Task prompt
Return every line of the listing, exactly as it reads.

Material to process

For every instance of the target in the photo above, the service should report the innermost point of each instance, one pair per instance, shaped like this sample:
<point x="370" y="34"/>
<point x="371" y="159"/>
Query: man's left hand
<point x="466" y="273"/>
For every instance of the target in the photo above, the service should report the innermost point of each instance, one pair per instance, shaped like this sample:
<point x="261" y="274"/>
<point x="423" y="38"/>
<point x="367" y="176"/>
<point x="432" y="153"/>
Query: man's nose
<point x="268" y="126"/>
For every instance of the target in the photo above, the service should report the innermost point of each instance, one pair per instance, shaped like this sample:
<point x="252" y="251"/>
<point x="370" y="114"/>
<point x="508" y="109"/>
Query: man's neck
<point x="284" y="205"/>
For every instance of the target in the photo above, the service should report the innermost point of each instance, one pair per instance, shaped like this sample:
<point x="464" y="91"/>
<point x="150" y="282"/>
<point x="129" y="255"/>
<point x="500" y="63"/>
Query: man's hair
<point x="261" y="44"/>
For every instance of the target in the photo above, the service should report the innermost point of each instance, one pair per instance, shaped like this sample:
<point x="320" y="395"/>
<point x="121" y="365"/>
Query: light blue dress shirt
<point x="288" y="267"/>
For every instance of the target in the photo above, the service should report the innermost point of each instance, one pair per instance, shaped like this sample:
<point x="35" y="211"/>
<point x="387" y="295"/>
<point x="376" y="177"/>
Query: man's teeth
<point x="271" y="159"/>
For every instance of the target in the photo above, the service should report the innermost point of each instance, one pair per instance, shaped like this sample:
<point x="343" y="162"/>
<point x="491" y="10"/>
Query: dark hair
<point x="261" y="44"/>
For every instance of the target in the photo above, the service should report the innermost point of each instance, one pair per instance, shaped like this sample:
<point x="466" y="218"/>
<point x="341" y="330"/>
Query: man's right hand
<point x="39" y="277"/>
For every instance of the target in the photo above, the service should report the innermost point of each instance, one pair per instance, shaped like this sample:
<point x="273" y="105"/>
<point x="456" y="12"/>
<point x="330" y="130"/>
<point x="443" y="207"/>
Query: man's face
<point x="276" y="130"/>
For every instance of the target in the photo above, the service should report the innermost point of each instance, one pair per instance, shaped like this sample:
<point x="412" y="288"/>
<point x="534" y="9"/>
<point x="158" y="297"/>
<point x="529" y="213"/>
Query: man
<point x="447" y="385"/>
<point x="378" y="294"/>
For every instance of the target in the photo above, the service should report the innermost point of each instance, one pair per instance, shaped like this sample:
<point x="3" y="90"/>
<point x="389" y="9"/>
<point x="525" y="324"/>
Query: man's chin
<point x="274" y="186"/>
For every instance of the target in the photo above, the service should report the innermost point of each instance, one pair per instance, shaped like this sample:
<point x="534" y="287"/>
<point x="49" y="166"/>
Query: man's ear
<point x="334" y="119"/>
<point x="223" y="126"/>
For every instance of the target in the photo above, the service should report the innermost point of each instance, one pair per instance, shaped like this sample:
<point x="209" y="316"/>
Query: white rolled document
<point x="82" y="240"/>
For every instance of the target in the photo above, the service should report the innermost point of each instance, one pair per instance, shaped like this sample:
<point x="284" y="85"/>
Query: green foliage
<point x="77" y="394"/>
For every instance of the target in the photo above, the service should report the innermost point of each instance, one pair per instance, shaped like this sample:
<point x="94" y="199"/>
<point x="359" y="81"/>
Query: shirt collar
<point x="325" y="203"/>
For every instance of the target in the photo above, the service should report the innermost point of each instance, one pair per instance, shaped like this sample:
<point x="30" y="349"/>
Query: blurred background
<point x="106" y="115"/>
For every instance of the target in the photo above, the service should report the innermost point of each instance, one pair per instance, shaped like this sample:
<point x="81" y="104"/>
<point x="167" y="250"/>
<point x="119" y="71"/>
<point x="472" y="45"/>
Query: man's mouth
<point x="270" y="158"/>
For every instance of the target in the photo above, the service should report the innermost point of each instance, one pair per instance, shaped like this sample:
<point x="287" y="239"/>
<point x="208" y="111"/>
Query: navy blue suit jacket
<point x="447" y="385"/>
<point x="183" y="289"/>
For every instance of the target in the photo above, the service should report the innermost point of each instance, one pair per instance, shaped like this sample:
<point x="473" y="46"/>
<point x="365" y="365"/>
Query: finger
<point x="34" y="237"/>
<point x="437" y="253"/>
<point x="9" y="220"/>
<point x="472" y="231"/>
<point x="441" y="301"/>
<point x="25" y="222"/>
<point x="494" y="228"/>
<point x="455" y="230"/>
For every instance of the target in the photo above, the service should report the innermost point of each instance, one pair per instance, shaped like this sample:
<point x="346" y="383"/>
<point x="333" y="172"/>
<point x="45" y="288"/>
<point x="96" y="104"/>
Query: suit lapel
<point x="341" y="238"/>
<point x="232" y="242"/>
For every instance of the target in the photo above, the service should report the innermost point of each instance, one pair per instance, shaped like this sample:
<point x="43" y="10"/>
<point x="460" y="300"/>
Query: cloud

Response to this exercise
For every instance of the target in the photo above, the service should report the innermost point of each instance, one pair per instance, shaped like this sample:
<point x="370" y="34"/>
<point x="371" y="159"/>
Query: man's left hand
<point x="466" y="273"/>
For every instance of the target in the photo above, the service should report the innermost point of each instance, one pair per instance, shaped like this sample:
<point x="261" y="274"/>
<point x="423" y="38"/>
<point x="367" y="176"/>
<point x="432" y="153"/>
Query: man's nose
<point x="268" y="126"/>
For every instance of the target in the photo above, the service should report the innermost point of each instance, one pair per instance, shaped like this sample:
<point x="252" y="251"/>
<point x="370" y="114"/>
<point x="508" y="109"/>
Query: man's neck
<point x="284" y="205"/>
For every instance of the target in the photo above, the service should report the innermost point of each instance, one pair per instance, shaped like this sample:
<point x="464" y="91"/>
<point x="150" y="282"/>
<point x="129" y="255"/>
<point x="500" y="63"/>
Query: man's hair
<point x="261" y="44"/>
For every instance of the target in the photo above, the service should report the innermost point of each instance, one pair per instance, shaped like this sample:
<point x="320" y="395"/>
<point x="121" y="365"/>
Query: light blue dress shirt
<point x="288" y="267"/>
For every instance of the target in the photo above, the service should report the innermost point of each instance, one pair per instance, shaped like this sample:
<point x="35" y="211"/>
<point x="387" y="295"/>
<point x="376" y="177"/>
Query: man's teeth
<point x="271" y="159"/>
For every instance of the target in the photo above, the service should report the innermost point of each instance, one pair per instance, shaped like this sample:
<point x="343" y="162"/>
<point x="491" y="10"/>
Query: dark hair
<point x="261" y="44"/>
For every instance of the target in the photo above, the service should report the innermost point of each instance, one pair per instance, shaped like this sample:
<point x="466" y="218"/>
<point x="341" y="330"/>
Query: man's right hand
<point x="39" y="277"/>
For every instance of the target in the photo above, the service should report the innermost point of each instance, one pair per instance, shaped like this sample:
<point x="273" y="105"/>
<point x="456" y="12"/>
<point x="330" y="130"/>
<point x="443" y="207"/>
Query: man's face
<point x="276" y="130"/>
For every instance of the target in the photo above, the service should report the innermost point of each instance, one pair per instance, shaped like this sample:
<point x="412" y="288"/>
<point x="534" y="9"/>
<point x="158" y="297"/>
<point x="529" y="213"/>
Query: man
<point x="447" y="385"/>
<point x="378" y="294"/>
For every instance of the target in the photo above, the service should report the innermost point of each instance, one pair per instance, shaped like this sample:
<point x="3" y="90"/>
<point x="389" y="9"/>
<point x="525" y="324"/>
Query: man's chin
<point x="274" y="186"/>
For every instance of the target in the photo above, the service should report the innermost point of each instance, one pair per instance, shaped like this sample:
<point x="534" y="287"/>
<point x="49" y="166"/>
Query: man's ear
<point x="334" y="119"/>
<point x="223" y="126"/>
For every instance of the target in the photo above, the service should report the innermost point of each instance, one pair per instance, shaped like this sample:
<point x="209" y="316"/>
Query: white rolled document
<point x="82" y="240"/>
For every instance of the target in the photo above, the service should report the innermost point of each instance, one pair per instance, shaped like this sample:
<point x="284" y="85"/>
Query: green foliage
<point x="77" y="394"/>
For every instance of the target in the photo above, the service should report the innermost point of each instance, one pair per instance, shaped like this sample:
<point x="94" y="199"/>
<point x="359" y="81"/>
Query: shirt collar
<point x="325" y="203"/>
For every instance of the target in the photo above, the service should report the innermost point of each instance, one pair per instance, shaped like this sample:
<point x="30" y="349"/>
Query: blurred background
<point x="106" y="115"/>
For every instance of the target in the photo above, the service should report the innermost point of each instance, one pair per instance, shaped like this sample:
<point x="81" y="104"/>
<point x="167" y="250"/>
<point x="119" y="71"/>
<point x="472" y="45"/>
Query: man's mouth
<point x="270" y="158"/>
For every instance of the target in the photo above, the service should report the innermost point of each instance, one pair per instance, shaped like this sample:
<point x="287" y="239"/>
<point x="208" y="111"/>
Query: navy blue suit jacket
<point x="447" y="385"/>
<point x="183" y="289"/>
For every instance of the target in the photo above, the service should report the innermost point of each instance, one pair per instance, shaped like this sample:
<point x="473" y="46"/>
<point x="365" y="365"/>
Query: finger
<point x="34" y="237"/>
<point x="437" y="253"/>
<point x="9" y="220"/>
<point x="472" y="231"/>
<point x="441" y="301"/>
<point x="25" y="222"/>
<point x="494" y="228"/>
<point x="455" y="230"/>
For every instance of the target in the photo above, the service should report the innermost point of each instance, one pair per instance, shaped like this sample:
<point x="346" y="383"/>
<point x="333" y="172"/>
<point x="45" y="288"/>
<point x="96" y="104"/>
Query: suit lapel
<point x="341" y="238"/>
<point x="232" y="242"/>
For every instance of the target in the photo above, the service should report the innermost point of each instance, one pair per instance, shaped like this sample:
<point x="43" y="10"/>
<point x="460" y="300"/>
Query: cloud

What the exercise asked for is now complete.